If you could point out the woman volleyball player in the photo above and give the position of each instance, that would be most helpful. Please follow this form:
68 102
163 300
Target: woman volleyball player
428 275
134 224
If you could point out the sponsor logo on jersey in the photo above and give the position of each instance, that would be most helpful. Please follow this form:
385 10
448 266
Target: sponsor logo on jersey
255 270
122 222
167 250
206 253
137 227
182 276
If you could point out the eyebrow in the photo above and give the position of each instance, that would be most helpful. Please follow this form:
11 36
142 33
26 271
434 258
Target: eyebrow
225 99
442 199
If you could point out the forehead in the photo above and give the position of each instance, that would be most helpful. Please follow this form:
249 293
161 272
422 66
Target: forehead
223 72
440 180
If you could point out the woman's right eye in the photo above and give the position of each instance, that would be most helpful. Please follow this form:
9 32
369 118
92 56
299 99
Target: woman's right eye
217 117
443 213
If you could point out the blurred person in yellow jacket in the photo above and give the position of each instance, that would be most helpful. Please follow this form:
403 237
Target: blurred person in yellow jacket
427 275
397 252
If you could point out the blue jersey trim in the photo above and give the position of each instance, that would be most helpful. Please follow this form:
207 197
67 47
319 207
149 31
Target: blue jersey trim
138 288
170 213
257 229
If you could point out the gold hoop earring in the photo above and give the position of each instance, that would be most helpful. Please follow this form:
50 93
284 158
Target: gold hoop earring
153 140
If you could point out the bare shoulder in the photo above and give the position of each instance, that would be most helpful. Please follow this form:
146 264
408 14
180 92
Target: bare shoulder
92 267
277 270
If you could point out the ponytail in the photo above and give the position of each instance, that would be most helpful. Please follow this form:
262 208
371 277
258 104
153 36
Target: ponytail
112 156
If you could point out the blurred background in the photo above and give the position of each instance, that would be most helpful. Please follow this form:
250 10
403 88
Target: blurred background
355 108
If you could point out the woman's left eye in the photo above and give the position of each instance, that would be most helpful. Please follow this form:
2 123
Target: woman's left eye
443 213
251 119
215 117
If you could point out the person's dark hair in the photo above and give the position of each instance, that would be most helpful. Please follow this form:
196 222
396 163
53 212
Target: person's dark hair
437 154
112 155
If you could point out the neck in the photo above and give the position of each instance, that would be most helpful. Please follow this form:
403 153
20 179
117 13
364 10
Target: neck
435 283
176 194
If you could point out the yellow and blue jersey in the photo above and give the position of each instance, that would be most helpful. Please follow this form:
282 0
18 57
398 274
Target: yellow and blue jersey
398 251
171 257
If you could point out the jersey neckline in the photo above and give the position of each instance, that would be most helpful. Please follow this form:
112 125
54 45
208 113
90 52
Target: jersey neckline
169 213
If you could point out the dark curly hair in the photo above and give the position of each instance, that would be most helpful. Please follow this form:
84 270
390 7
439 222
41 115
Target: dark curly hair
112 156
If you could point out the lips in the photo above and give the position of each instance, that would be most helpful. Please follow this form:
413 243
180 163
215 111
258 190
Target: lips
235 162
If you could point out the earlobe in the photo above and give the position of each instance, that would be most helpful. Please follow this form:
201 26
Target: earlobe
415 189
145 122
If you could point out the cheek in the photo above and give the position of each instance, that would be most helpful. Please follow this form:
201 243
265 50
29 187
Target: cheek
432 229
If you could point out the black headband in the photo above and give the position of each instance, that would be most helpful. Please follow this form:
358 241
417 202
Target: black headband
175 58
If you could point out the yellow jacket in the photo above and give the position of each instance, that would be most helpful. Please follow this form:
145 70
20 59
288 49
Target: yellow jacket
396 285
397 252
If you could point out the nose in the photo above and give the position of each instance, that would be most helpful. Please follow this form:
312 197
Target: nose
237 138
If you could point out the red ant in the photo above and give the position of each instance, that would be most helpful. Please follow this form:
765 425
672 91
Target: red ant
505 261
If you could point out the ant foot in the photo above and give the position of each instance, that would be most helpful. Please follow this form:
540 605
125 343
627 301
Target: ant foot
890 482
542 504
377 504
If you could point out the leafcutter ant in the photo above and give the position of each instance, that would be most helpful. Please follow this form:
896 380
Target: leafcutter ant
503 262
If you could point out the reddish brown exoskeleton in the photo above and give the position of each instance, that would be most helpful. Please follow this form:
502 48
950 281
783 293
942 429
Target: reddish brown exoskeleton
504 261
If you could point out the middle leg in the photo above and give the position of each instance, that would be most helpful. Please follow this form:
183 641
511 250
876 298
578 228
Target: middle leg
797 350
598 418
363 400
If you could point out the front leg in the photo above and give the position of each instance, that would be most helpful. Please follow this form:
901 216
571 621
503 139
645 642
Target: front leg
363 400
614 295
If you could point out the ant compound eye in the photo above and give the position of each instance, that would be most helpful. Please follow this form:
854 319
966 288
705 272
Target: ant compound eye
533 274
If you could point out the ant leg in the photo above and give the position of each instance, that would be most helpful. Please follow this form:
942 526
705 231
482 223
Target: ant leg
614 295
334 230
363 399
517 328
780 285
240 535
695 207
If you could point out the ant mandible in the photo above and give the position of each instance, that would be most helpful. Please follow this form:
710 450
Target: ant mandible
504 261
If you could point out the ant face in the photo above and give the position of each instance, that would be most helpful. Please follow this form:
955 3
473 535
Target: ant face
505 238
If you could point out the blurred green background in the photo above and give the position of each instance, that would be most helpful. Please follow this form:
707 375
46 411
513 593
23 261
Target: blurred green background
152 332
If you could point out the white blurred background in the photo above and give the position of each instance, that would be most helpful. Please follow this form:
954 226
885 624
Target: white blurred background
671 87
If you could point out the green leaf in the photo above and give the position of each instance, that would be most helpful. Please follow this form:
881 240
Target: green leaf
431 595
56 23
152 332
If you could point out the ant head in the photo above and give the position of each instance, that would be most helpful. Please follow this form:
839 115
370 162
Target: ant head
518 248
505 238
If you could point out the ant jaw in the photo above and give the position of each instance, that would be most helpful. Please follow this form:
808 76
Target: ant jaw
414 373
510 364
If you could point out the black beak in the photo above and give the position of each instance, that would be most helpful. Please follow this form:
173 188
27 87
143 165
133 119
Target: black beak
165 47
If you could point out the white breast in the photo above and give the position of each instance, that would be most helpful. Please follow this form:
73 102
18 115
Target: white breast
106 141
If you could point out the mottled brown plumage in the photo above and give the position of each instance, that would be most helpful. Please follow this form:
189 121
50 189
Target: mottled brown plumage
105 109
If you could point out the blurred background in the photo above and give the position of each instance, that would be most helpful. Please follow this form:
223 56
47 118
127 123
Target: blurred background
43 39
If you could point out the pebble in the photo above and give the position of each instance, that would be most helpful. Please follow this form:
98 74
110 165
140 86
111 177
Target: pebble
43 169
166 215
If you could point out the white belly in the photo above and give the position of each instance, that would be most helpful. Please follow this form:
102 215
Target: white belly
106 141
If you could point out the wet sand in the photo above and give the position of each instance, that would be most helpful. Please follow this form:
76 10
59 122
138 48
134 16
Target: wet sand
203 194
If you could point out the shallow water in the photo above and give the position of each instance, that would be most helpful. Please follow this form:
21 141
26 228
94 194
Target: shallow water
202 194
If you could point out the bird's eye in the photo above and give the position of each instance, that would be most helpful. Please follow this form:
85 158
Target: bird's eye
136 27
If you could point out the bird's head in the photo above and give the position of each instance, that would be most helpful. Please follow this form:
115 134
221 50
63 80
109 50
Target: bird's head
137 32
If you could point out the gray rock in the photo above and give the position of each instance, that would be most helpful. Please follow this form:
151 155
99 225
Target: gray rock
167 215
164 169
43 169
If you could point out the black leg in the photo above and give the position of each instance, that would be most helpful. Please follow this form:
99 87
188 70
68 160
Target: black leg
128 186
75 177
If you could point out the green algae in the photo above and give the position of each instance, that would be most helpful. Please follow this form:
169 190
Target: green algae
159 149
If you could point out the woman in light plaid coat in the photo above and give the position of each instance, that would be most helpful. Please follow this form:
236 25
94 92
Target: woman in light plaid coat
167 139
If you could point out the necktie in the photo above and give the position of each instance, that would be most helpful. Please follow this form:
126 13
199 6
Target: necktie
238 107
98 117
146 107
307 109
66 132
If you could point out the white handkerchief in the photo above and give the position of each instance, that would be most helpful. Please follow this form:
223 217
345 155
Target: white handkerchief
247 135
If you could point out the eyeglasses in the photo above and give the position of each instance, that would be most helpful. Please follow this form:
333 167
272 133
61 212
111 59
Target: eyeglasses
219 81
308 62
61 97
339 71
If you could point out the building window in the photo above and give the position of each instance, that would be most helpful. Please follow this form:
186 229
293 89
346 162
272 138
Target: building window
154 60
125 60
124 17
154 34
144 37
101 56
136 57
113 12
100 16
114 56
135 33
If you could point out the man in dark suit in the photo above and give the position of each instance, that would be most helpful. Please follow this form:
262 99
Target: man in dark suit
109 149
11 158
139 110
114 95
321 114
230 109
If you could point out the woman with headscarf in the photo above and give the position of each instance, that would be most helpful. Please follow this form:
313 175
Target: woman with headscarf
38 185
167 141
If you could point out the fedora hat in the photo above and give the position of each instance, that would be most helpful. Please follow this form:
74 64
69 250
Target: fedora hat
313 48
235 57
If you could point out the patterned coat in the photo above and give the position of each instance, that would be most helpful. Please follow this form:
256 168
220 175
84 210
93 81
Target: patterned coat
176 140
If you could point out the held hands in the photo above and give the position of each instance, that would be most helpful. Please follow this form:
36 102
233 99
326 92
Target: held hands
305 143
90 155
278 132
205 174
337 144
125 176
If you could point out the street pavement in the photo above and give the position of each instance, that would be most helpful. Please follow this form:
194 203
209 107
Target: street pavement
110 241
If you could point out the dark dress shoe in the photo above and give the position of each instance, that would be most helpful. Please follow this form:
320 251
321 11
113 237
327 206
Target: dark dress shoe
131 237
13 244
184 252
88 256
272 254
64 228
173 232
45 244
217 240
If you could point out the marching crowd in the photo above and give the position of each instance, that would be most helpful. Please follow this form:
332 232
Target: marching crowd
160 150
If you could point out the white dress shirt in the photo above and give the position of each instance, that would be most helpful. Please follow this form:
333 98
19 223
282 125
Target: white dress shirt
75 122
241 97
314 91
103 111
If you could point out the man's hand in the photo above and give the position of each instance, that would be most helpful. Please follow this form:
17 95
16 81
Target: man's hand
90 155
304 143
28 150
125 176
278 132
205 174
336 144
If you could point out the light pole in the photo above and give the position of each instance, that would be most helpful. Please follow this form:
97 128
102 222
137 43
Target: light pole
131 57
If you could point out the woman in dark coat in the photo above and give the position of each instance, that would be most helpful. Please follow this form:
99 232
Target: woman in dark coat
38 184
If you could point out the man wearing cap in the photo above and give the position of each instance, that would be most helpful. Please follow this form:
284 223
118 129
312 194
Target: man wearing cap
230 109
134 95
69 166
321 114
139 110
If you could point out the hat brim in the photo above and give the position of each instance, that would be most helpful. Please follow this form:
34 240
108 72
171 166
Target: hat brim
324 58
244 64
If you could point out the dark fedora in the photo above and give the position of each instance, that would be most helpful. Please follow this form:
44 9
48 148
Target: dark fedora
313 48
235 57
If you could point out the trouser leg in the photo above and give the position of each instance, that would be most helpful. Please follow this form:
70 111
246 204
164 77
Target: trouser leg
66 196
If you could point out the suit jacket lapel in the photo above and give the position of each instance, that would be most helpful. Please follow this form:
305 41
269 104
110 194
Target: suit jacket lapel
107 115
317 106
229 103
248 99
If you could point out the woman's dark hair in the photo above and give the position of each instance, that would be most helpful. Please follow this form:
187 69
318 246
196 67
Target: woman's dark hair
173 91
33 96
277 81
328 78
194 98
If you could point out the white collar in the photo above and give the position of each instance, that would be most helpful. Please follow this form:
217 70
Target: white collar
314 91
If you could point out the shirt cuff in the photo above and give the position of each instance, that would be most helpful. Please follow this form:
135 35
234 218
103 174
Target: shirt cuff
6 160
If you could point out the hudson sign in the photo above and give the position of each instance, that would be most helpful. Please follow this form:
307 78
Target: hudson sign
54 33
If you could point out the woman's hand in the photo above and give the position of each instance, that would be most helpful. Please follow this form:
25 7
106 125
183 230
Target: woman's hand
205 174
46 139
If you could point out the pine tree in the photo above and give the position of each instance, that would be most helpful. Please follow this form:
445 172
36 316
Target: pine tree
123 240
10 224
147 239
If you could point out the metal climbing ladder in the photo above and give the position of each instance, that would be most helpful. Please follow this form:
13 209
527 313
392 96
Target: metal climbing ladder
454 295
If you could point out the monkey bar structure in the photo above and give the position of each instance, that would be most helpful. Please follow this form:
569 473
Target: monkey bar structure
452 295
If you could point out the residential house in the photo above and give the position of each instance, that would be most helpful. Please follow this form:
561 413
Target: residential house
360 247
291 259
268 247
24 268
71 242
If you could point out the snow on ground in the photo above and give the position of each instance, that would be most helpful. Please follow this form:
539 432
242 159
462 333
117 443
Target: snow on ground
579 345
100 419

----------------------------------------

* **WHAT TO PRODUCE**
Repeat exactly the lines above, starting with the line that contains "If you could point out the woman's hand" and ending with the last line, both included, and nothing else.

* **SOLUTION FOR THIS TASK**
If you could point out the woman's hand in the photo above and give the position of each instance, that would be most helpful. Please follow this form:
25 7
106 125
183 230
Target: woman's hand
205 174
46 139
If you could point out the pine tree in the photo above and give the position of each instance, that would be most helpful. Please follow this form:
445 172
36 316
Target: pine tree
123 240
10 224
147 239
If you could point out the metal climbing ladder in the photo above and give the position of each instance, that would be most helpful. Please follow this form:
13 209
527 313
392 96
Target: metal climbing ladder
454 295
If you could point out the monkey bar structure in the photo above and give the position of each instance, that would be most helpful. Please follow this form:
569 473
Target: monkey bar structure
452 295
If you could point out the residential house in the photo above and give the position of each instance, that would be most helpful. Please follow this form:
561 413
Target: residential house
360 247
291 259
268 247
24 268
71 242
If you could point out the snow on ground in the photo above and give the position of each instance, that would be most helpful. Please follow this form:
539 432
242 159
462 333
117 443
Target: snow on ground
579 345
100 419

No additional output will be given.